Exercise details: Repeat the rows below, starting at the line that contains "As a warehouse robot's perception module, locate white water" and ending at the last row, with "foam" changed to "spray" and everything else left unchanged.

Data supplied:
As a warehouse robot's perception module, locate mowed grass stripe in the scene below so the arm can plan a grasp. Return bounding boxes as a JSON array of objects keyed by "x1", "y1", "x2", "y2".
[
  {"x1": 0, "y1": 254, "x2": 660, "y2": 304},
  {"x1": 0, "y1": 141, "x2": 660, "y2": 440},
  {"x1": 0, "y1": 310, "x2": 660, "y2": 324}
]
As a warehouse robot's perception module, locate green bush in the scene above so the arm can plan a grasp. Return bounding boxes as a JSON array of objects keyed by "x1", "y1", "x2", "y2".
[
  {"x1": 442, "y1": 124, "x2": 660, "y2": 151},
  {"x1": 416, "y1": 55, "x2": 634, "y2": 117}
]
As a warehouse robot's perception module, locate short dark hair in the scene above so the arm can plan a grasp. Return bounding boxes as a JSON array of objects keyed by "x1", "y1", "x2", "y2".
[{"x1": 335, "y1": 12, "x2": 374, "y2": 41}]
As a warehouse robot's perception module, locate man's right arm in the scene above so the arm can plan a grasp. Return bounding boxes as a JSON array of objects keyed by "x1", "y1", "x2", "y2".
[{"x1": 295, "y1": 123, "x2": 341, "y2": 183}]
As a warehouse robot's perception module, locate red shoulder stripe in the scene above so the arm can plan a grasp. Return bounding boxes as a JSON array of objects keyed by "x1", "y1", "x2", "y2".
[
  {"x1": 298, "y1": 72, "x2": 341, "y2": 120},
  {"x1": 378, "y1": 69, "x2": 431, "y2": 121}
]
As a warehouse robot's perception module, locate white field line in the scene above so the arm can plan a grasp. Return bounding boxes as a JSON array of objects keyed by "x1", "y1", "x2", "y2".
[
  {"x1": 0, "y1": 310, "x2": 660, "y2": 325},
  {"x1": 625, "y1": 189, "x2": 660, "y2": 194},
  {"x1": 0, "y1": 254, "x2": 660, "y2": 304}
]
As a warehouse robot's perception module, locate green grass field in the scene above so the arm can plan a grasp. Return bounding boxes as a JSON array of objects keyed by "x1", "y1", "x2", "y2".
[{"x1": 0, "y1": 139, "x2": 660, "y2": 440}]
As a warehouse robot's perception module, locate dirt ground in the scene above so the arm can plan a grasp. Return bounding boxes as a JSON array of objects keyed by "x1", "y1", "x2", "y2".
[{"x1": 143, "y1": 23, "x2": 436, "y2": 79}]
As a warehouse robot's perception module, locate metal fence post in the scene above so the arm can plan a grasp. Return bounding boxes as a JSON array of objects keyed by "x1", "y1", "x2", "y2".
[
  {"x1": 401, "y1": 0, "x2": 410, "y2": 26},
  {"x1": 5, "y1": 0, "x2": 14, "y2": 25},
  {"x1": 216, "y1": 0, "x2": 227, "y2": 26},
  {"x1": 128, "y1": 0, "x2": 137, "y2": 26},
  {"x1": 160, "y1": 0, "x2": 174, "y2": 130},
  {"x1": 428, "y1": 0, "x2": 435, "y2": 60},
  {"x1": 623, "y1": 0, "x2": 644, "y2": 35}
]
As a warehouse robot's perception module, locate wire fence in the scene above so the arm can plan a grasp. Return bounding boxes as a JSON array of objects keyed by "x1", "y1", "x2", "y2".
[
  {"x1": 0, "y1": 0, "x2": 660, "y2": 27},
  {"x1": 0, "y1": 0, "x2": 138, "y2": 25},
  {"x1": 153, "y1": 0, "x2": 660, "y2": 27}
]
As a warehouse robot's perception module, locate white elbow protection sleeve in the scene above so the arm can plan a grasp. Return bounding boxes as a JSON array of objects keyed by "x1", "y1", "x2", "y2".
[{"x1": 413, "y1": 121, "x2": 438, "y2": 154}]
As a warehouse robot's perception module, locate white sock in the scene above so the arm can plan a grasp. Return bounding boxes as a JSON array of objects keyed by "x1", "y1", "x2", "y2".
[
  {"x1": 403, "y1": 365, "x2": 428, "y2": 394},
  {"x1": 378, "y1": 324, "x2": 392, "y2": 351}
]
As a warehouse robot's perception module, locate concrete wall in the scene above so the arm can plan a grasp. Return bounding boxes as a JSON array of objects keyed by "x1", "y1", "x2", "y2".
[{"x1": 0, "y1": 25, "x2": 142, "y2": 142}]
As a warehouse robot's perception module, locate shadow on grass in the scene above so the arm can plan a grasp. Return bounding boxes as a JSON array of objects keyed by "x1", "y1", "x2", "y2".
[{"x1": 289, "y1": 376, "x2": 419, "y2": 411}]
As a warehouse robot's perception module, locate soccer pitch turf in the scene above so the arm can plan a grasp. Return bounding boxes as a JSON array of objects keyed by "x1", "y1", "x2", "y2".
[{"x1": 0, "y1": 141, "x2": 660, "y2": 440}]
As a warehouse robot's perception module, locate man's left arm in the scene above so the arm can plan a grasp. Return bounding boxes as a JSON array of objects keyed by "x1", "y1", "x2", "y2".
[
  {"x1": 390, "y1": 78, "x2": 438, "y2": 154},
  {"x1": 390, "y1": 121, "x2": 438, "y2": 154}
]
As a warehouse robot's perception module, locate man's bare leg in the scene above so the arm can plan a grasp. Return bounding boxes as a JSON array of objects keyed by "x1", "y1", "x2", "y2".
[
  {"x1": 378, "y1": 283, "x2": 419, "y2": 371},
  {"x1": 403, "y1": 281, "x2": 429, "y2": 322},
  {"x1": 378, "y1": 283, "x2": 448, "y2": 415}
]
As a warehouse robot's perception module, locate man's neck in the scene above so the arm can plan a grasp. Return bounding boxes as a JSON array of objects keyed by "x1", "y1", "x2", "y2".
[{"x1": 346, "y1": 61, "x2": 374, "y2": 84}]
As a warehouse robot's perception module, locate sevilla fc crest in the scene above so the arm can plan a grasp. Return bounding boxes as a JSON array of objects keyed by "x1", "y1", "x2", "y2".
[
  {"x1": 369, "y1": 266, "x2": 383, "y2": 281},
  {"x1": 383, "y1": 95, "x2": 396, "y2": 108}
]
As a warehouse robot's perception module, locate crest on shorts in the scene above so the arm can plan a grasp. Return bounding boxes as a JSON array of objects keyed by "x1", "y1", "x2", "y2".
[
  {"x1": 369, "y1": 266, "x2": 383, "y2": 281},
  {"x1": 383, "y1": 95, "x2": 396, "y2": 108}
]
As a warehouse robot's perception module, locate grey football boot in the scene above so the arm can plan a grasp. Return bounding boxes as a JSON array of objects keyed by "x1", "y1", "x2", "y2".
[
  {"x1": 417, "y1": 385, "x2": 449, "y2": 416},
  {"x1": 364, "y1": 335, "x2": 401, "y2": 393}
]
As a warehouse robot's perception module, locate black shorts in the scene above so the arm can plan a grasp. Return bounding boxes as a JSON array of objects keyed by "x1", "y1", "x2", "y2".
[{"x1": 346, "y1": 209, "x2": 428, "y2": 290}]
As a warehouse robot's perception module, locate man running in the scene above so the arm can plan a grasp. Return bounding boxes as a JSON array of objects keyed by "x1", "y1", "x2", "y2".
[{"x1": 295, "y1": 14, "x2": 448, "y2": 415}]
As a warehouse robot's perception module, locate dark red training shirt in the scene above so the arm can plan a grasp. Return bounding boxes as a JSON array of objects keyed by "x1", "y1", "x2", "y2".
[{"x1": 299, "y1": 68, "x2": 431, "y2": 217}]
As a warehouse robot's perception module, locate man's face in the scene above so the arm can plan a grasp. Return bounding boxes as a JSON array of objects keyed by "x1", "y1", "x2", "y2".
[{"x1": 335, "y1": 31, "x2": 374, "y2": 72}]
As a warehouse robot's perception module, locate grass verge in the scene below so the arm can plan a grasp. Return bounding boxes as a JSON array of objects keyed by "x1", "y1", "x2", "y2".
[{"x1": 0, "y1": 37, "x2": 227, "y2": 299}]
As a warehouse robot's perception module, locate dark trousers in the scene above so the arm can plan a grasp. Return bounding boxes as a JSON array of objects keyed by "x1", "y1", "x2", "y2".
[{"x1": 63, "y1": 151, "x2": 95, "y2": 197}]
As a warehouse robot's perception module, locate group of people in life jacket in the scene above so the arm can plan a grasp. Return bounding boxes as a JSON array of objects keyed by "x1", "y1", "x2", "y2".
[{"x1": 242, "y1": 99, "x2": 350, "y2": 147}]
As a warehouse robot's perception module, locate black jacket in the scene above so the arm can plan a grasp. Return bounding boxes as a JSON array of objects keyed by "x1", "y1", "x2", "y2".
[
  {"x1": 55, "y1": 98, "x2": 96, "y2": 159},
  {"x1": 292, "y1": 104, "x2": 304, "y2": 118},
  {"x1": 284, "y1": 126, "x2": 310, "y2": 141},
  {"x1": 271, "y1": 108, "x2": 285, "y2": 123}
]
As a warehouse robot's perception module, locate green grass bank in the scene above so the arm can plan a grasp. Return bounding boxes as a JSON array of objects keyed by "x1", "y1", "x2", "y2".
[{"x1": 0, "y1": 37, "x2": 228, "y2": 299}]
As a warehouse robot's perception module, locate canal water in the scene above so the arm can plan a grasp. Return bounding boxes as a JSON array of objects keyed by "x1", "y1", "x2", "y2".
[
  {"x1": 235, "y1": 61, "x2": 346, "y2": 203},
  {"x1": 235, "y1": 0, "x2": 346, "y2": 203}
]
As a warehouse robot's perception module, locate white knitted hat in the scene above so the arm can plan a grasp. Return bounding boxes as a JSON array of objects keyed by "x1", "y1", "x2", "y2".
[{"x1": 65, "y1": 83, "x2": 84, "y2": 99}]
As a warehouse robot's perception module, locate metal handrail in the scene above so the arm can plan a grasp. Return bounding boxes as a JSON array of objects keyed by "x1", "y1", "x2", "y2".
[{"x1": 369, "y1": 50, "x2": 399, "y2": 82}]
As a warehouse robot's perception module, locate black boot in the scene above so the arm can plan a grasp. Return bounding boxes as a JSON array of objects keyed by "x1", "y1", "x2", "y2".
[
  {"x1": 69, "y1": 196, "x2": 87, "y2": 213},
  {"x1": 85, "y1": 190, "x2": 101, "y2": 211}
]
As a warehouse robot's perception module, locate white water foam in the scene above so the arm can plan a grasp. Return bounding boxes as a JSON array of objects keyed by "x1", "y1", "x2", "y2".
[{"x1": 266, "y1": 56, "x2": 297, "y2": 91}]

Final answer:
As a warehouse robot's perception module, locate white water spray in the scene above so the arm can plan a grasp. Return bounding boxes as a JSON array of objects keyed by "x1", "y1", "x2", "y2".
[{"x1": 266, "y1": 56, "x2": 297, "y2": 91}]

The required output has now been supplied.